• _DIRECTION_
Pictures within the data are to be left out; everything else must be reproduced exactly.

• _DATASET CONTENT_
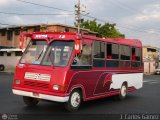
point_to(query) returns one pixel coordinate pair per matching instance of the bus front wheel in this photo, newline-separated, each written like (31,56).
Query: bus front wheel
(74,101)
(123,92)
(30,101)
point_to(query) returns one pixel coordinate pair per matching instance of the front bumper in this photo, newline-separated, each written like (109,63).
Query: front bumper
(41,96)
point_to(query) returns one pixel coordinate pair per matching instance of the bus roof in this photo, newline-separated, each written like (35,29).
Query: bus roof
(73,36)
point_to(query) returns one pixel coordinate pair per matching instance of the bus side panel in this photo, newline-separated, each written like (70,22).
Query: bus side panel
(99,84)
(134,80)
(94,82)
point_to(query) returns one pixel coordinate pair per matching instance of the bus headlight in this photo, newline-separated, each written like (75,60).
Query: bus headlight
(18,82)
(55,87)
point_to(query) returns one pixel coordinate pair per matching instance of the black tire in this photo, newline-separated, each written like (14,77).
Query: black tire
(1,67)
(123,92)
(30,101)
(74,101)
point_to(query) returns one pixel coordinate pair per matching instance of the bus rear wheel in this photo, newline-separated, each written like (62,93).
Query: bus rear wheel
(74,102)
(123,92)
(30,101)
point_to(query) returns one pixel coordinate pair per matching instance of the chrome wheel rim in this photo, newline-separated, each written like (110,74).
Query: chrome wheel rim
(75,99)
(123,91)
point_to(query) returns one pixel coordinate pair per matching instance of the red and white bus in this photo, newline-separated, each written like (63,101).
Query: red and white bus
(71,68)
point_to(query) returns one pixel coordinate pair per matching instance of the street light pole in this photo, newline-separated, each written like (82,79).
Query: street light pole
(78,15)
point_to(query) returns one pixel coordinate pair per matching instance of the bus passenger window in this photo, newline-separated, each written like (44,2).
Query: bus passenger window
(99,54)
(85,58)
(112,51)
(133,54)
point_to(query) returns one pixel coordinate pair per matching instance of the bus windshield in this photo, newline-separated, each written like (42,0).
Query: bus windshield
(58,53)
(35,52)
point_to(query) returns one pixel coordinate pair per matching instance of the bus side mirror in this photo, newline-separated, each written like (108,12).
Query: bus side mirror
(74,62)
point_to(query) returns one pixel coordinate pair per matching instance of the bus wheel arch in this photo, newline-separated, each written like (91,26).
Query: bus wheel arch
(75,100)
(123,91)
(30,102)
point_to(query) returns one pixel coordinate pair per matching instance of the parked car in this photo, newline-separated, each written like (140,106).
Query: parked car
(2,67)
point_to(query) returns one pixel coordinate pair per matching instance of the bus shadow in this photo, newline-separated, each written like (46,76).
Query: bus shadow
(86,107)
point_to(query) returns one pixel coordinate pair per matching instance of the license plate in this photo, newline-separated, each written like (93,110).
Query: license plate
(36,94)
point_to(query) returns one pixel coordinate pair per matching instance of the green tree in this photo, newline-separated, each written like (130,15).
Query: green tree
(104,30)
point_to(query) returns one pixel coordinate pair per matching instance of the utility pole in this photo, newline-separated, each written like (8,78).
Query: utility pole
(78,15)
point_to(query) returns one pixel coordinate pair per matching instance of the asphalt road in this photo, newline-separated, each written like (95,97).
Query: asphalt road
(143,101)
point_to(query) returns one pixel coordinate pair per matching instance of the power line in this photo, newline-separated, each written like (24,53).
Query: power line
(128,28)
(43,5)
(28,14)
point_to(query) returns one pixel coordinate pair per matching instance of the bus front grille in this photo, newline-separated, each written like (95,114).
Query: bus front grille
(36,85)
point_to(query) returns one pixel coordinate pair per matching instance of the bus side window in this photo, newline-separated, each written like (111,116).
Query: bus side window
(84,58)
(112,51)
(133,54)
(99,54)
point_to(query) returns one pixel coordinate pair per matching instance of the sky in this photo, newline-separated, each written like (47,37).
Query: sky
(138,19)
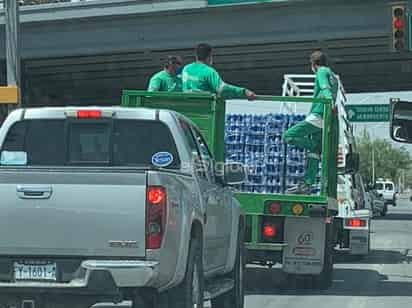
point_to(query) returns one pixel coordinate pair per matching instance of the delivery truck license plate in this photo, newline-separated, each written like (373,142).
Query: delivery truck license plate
(35,271)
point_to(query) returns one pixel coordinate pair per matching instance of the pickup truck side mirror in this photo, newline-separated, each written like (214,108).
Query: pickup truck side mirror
(234,174)
(401,121)
(352,162)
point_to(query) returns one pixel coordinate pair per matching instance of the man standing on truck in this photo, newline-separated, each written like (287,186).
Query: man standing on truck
(307,134)
(168,79)
(200,76)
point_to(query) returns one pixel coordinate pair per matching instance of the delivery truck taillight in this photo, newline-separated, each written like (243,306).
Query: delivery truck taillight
(156,206)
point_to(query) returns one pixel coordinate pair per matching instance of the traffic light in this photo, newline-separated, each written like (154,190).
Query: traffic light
(399,29)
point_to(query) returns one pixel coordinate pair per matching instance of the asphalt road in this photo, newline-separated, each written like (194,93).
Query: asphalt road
(382,279)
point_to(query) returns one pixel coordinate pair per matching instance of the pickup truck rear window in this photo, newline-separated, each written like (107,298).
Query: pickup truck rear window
(91,142)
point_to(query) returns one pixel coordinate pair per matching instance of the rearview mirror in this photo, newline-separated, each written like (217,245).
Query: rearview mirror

• _EXPECTED ANSWER_
point_to(query) returns one pixel coordinate pair per matching instance of the bus front wheel in this photo, newline-separated, each written like (31,56).
Query: bus front wheel
(74,101)
(123,92)
(30,101)
point_to(query) returns one pixel coordinate pair per matching instance of the front bumper in this photo, newline-separated, each written like (109,63).
Query: front bumper
(41,96)
point_to(query) returns one pixel coordinate pair per matching instance of the bus roof in this photo, newline-separated, each written like (35,29).
Query: bus roof
(73,36)
point_to(query) returns one pixel coordinate pair per matching instance of the bus side panel in this photo, newline-separated, each written like (70,22).
Query: bus side panel
(99,84)
(134,80)
(94,82)
point_to(query) returns one pixel coordinate pair per matching instance of the bus headlight in this photo, newline-separated, each written like (75,60).
Query: bus headlight
(18,82)
(55,87)
point_to(query) returns one pixel coordinate pair per matching instance of the black tire in this photo, newline-separated, each written like (14,77).
Query: black tire
(1,67)
(123,92)
(30,101)
(74,101)
point_to(query) returns one pixel coordinate pair per matching instance of the bus rear wheel in this photo, newline-separated, each written like (62,93).
Query: bus rear wheel
(74,102)
(123,92)
(30,101)
point_to(query) returns one pixel coordinate pair per matching instance of the chrome wheel rim in this photo, newline-separated, each written like (110,74).
Query: chrome wheel rim
(75,99)
(123,91)
point_to(query) returns one pixel coordinate pair per matching instance of the red and white bus in this photo, newline-separated, each written like (63,101).
Query: red and white bus
(71,68)
point_to(query) returns one pixel coordinate pair per matching instance of the street light pole in this photo, newline-separated, each written like (82,79).
Query: street light pole
(78,15)
point_to(query) returns one pixel coordinate pair per matching instance of the bus passenger window in this photo, newline-separated, each written like (44,2).
Query: bus passenger window
(99,54)
(85,58)
(112,51)
(133,54)
point_to(query) returns one pixel coordinate pair per matching instance of the bus windshield in this photo, newline-separated, each written like (42,0).
Query: bus windshield
(58,53)
(35,52)
point_to(query) returns one pixel coordinate pair per matching instance of the bus side mirror in this photo, newline-separated, each written like (108,12).
Query: bus side mirror
(74,62)
point_to(query) returns one pixel coordinate pair per matching instance of the bus wheel arch in this photo, newline-separated, each written like (91,26).
Query: bus wheel arch
(75,100)
(123,91)
(30,102)
point_to(query) returns one pixel coordinate pair per matching instance of the parked car in this photo, newline-separated, each written like (140,106).
Query: parked car
(2,67)
point_to(query) returns one pixel coordinate pair per matching instance of the bus shadow in this photo, newline-separated, each written like (46,76).
Query: bus shadow
(86,107)
point_to(query) returns one pixel coordinate pair per matching instance of the license plate in this photo, newline-separated, each written like (93,110).
Query: license plate
(36,94)
point_to(query) returns one pixel coordinate pair per matching instance of the green tree in this photo, newline-separated, each written like (130,15).
Query: green tree
(104,30)
point_to(query) returns one pixel coordinate pair per matching instance of the utility pole in this photo, newline-separated, each written like (8,78).
Query: utility pole
(78,15)
point_to(query) returns one pixel coordinate pair per matching instance of the asphalt road in this photo, newline-separated, each written like (95,97).
Query: asphalt road
(143,101)
point_to(query) returns one pixel coordinate pair per matching instance of the power line in this photo, newline-separated, each written like (24,53).
Query: power line
(128,28)
(43,5)
(28,14)
point_to(query) returns one pixel coordinate pair per matching instance of the bus front grille in this photo, newline-separated, each written like (95,114).
Query: bus front grille
(36,85)
point_to(query) returns one pixel coordinate pair per matching instance of the bus side window in this photo, newline-separated, each written like (111,116).
Query: bus side window
(84,58)
(112,51)
(133,54)
(99,54)
point_to(query) returns one pixel coordinate pair per matching instance of the sky in this photo, newline-separated, each written like (47,37).
Query: sky
(138,19)
point_to(query) returns one pixel coordinate pair per matching instance of the delivery truck license plate in this photo, newline-separated, each written like (373,142).
Query: delivery truck license plate
(35,271)
point_to(query) returns one pixel coordinate pair per matching instance of the pickup truck side mirror in this photo, newline-separated, each written like (214,108).
Query: pickup truck side mirror
(234,174)
(401,121)
(352,162)
point_to(query) returns one pixel coordinate pair per matching instance of the man standing on truck in this photo, newline-separated, each written like (287,186).
Query: man standing on truck
(307,134)
(168,79)
(200,76)
point_to(query) returns one pixel coordinate pair per matching instance of the delivery truck taillight in this photo, newline-separated, each written like (243,306).
Query: delivery truck taillight
(156,206)
point_to(query) returns one pixel coordinate pair per matching instance of the traffic light in this photo, newline-separated, each written like (154,190).
Query: traffic light
(399,29)
point_to(query) returns one pixel coordinate pair per matching instance of the asphalt road in this photo, newline-separated, each written like (194,93).
Query: asphalt road
(382,279)
point_to(query) returns one pixel coordinate pair per matching instance of the pickup truck rear window in this photo, newline-separated, each written like (107,298).
Query: pickup truck rear window
(91,142)
point_to(query) returns one pixel coordinate pair per matching instance of the rearview mirror in this photo, newline-separated, each written like (217,245).
Query: rearview mirror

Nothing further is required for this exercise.